INSTRUCTIONS TO FOLLOW >>
Reproduce the following records verbatim, copying every line without any change.

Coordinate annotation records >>
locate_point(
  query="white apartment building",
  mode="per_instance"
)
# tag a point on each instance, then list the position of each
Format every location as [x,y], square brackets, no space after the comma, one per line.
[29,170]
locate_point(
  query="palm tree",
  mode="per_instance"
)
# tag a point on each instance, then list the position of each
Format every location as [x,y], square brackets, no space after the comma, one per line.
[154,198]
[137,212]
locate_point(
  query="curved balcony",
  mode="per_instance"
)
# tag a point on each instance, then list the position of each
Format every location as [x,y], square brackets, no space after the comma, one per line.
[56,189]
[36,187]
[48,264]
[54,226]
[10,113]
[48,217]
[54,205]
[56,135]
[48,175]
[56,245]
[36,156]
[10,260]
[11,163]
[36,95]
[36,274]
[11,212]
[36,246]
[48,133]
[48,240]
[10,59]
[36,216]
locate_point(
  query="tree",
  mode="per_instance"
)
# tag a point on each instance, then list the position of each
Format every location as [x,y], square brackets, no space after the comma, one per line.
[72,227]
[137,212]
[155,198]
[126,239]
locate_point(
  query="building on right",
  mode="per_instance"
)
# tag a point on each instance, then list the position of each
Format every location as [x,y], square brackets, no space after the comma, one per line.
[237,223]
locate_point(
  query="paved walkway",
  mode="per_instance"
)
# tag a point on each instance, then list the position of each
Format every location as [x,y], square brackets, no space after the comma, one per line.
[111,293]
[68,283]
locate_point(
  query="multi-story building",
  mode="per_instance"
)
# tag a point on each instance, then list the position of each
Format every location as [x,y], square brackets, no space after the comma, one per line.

EXERCISE RESPONSE >>
locate_point(
  query="white apartment building",
  mode="per_instance"
)
# tag a point on each instance, then list the position of each
Format every location as [x,y], square brackets, no space after the comma, one per line.
[29,170]
locate_point(
  query="palm tree",
  mode="per_instance"
)
# tag a point on each instance, then list the position of each
Format every location as [x,y], square brackets, no space after the comma, one per line.
[154,198]
[137,212]
locate_point(
  query="curved balcony",
  mode="per_instance"
)
# tag a point on each instance, then list the position of each
Format every location as [x,y], square brackets, no space after the comma, one per line.
[56,189]
[36,187]
[48,264]
[54,226]
[10,113]
[48,217]
[54,205]
[56,135]
[48,175]
[56,245]
[36,156]
[10,260]
[11,163]
[36,95]
[36,274]
[11,212]
[36,246]
[48,133]
[48,240]
[10,59]
[36,216]
locate_point(
  query="tree",
  mode="per_instance"
)
# tag a point on each instance, then list the position of each
Format every location as [x,y], square brackets, no space after the comma, one per line.
[72,227]
[137,212]
[155,198]
[126,239]
locate_point(
  query="building on right",
  mode="per_instance"
)
# tag a point on each instance, then list the position of each
Format every location as [x,y], square brackets, no space after the comma, one per line.
[237,223]
locate_point(
  query="paved walkway",
  mode="per_instance"
)
# tag a point on each instance, then list the position of each
Format every location as [x,y], square brackets, no space after the comma, one per line.
[111,293]
[68,283]
locate_point(
  query="multi-story building",
  mode="per_instance"
)
# tag a point on each instance, then list the position of each
Format every location as [x,y], square brackets, no space after the comma, one per line.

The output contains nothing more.